* BEGIN *

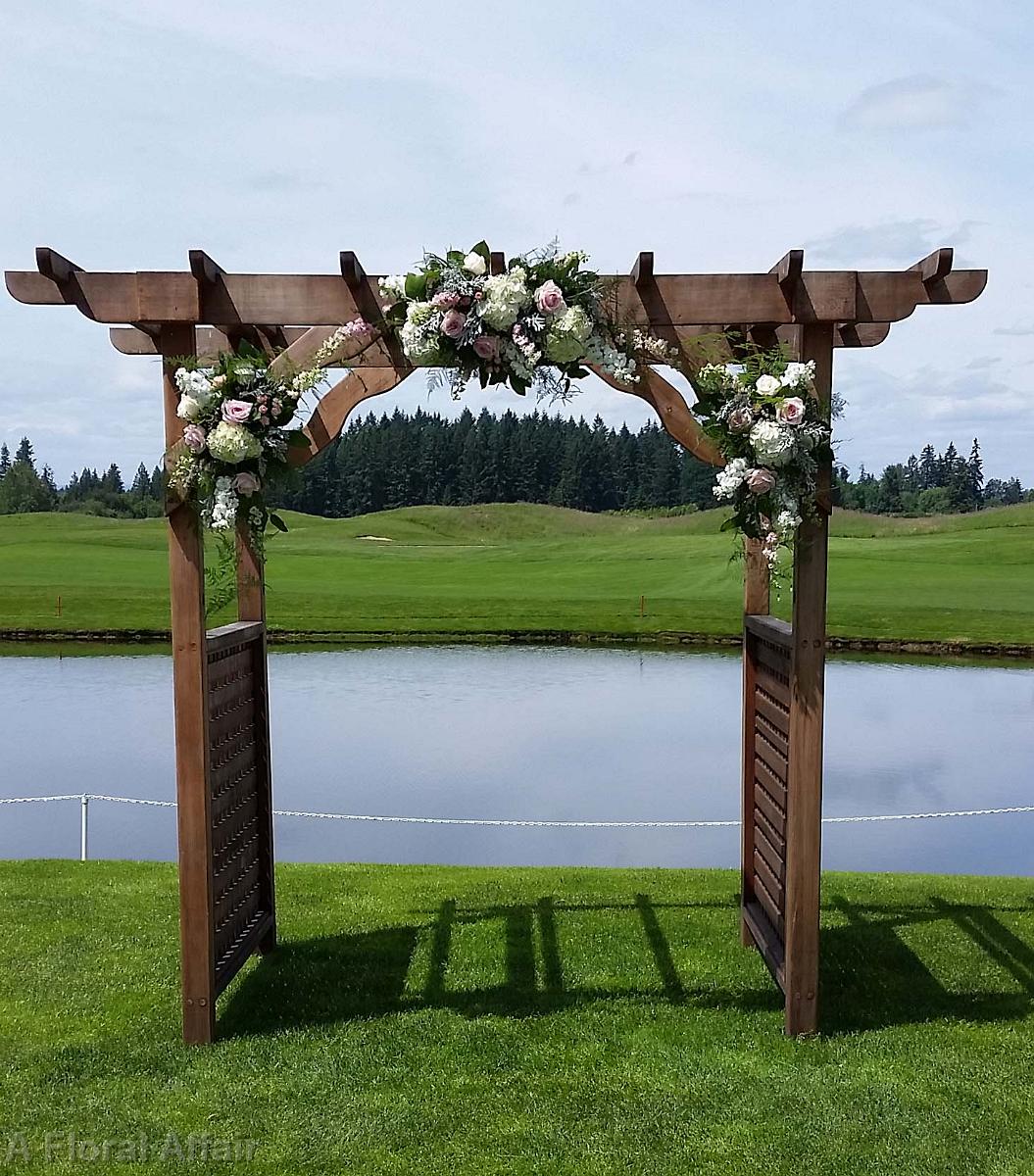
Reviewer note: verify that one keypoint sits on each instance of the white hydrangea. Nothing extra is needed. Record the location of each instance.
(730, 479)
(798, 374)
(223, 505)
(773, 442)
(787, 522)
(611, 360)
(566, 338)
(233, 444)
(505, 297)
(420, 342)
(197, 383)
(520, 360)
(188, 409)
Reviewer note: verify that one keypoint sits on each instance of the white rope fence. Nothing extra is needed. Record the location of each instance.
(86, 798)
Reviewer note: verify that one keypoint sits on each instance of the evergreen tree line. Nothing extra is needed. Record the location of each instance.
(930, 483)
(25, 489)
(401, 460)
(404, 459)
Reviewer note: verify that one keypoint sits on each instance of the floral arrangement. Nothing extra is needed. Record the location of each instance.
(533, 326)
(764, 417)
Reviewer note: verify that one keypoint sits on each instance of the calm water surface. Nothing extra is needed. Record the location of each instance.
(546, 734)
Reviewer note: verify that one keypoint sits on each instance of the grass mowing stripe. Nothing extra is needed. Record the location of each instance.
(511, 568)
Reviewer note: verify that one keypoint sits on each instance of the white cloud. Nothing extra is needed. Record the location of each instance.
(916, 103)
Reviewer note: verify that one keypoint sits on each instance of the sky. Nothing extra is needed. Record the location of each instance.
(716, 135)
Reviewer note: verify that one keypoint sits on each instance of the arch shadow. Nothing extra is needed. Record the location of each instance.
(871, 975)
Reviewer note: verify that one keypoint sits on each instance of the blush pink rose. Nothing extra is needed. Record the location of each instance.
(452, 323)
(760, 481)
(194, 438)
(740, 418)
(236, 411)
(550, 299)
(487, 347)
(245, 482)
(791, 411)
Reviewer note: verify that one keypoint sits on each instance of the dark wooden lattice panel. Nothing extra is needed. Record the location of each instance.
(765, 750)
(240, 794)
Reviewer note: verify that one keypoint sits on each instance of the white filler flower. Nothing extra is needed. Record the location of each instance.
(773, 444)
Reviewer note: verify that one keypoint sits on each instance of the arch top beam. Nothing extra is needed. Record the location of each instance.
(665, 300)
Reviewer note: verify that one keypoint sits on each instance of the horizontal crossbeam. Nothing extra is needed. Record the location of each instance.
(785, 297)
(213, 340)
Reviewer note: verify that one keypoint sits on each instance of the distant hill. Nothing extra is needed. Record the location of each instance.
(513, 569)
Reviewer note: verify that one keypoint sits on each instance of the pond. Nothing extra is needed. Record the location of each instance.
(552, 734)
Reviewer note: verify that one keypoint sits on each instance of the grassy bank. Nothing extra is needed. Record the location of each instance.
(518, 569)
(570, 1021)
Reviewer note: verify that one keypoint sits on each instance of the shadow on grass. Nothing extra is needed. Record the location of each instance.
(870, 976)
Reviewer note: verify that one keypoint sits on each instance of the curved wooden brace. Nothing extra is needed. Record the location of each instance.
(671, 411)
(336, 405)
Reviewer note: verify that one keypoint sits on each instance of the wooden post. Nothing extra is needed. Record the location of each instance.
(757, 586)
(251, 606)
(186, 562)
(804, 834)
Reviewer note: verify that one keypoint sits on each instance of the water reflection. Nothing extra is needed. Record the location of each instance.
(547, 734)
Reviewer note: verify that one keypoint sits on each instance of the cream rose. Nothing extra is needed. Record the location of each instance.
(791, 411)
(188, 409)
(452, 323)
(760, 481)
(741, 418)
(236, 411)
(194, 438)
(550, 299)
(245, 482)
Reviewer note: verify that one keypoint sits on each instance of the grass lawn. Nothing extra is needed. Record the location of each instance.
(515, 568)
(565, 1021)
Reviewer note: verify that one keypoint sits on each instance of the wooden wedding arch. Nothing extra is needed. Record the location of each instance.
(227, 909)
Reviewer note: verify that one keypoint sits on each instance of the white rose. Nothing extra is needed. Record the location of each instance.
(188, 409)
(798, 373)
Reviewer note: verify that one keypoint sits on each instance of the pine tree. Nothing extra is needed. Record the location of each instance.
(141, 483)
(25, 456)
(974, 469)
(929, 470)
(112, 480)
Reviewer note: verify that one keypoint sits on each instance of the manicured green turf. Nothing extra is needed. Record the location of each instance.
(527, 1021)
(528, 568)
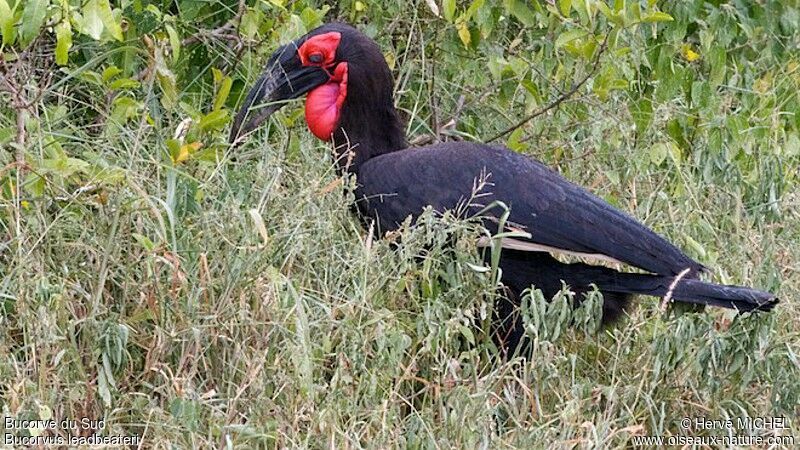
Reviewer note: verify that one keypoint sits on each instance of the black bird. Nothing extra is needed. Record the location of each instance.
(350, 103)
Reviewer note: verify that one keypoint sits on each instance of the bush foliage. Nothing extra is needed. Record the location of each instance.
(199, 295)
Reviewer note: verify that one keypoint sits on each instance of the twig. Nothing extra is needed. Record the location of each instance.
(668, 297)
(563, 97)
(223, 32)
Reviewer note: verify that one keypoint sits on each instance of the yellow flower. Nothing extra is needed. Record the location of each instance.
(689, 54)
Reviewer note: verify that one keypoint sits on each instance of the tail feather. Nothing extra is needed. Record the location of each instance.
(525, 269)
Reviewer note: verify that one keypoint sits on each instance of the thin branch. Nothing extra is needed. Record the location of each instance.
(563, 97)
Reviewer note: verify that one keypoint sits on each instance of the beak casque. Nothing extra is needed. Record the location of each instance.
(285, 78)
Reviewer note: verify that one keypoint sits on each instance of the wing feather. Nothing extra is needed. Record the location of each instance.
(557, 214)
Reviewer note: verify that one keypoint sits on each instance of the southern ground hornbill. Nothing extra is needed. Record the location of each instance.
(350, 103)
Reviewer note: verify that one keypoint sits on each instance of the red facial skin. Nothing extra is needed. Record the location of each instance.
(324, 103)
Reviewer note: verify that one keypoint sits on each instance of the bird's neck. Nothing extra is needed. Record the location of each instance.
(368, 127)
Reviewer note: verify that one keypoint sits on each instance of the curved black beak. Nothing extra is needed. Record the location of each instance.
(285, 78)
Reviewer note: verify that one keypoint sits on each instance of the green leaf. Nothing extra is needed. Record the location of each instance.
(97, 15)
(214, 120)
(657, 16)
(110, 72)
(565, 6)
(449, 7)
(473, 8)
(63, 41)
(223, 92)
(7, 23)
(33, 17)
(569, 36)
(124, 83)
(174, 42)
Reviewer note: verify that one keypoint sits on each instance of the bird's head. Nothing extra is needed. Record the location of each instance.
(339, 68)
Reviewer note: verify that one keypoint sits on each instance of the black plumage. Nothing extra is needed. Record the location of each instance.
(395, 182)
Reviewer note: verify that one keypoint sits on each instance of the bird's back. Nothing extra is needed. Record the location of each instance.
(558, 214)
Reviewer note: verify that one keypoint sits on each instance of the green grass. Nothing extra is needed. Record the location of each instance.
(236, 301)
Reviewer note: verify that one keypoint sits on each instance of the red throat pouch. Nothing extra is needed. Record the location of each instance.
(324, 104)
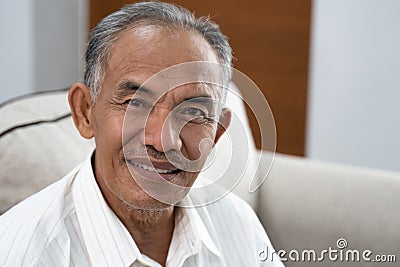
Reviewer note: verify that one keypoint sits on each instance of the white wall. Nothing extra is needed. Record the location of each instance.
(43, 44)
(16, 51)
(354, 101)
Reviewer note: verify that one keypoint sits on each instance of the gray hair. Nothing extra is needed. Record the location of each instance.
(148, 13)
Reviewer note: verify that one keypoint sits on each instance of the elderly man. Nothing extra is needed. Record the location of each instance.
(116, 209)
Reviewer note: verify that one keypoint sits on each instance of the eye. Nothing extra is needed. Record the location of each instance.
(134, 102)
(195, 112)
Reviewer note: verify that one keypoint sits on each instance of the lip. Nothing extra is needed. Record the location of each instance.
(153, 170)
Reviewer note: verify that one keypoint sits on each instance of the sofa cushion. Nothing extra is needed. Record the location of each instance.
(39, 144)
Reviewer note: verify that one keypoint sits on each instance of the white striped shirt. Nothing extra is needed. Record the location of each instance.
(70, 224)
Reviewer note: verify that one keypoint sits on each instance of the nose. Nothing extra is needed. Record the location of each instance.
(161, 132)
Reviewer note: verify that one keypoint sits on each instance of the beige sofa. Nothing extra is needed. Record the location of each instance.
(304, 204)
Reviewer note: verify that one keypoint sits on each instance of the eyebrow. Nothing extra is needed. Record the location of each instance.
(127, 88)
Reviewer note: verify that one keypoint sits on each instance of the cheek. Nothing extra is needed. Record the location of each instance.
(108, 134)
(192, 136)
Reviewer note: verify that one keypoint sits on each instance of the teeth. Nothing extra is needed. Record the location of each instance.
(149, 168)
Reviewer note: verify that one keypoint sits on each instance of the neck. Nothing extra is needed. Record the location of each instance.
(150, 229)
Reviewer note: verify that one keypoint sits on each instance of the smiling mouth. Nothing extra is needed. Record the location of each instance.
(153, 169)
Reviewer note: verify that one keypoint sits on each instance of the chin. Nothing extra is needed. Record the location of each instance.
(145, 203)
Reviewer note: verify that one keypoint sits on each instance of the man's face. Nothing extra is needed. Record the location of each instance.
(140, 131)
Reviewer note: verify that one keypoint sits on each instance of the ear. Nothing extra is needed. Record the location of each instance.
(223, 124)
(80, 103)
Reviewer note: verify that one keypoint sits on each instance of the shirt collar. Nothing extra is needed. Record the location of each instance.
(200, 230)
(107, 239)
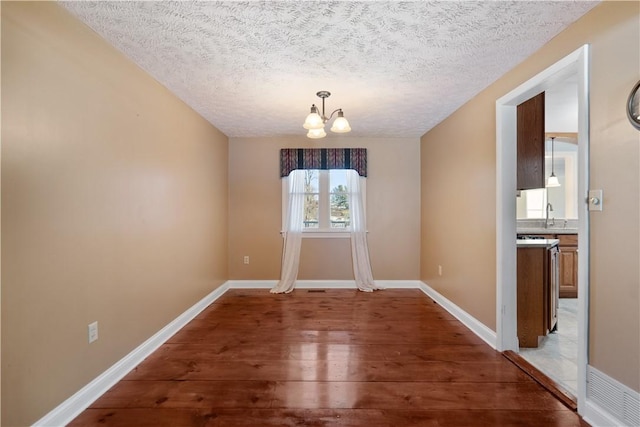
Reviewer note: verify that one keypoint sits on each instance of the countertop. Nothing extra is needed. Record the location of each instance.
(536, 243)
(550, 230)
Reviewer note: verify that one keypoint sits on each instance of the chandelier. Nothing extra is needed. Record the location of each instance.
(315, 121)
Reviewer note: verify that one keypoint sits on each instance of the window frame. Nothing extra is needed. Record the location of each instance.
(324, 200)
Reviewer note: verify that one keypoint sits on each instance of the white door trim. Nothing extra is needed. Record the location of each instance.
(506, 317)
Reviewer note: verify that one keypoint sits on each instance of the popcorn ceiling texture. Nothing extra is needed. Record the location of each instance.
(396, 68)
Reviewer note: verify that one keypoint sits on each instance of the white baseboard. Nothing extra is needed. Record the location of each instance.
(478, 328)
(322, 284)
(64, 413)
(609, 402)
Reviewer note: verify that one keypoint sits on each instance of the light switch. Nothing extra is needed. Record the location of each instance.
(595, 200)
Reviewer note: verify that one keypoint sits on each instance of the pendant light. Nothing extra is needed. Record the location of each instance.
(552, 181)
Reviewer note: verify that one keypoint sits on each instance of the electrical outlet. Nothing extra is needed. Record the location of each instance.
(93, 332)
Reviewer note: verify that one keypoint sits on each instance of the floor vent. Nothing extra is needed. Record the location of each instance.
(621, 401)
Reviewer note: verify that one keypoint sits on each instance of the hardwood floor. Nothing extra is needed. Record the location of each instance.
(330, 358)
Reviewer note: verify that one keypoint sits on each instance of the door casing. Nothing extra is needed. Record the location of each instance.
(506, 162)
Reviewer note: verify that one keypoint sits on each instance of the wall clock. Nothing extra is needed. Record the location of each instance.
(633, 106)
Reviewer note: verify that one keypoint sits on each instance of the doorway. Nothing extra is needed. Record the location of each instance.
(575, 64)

* END *

Locate "of the electrical" in the material, then quote the line that contains it and all lines after it through the final one.

Reviewer note: verify that one keypoint sits on each instance of the electrical outlet. Nothing extra is needed. Record the location of each instance.
(93, 332)
Reviewer note: verify that one keypoint sits on each instance of the floor vent. Nothing extra is needed. Record the location of each instance.
(621, 401)
Reviewer note: verify that one keypoint sits on each instance of the hardwood floor. Nothing extra is needed. Record the location of each instance.
(330, 358)
Reviewer note: verify that one keypoint sits on each instance of the door casing. Nothing extra is needed. Record the location of each instance.
(506, 162)
Reviewer note: verify that one keypoint sits on each instance of the wall clock. Nothing extra is needed. Record the location of each instance.
(633, 106)
Reviewer note: verify that one keypoint sits on each instance of the doorway. Nothing extra is needed. Record the location of each instance.
(575, 64)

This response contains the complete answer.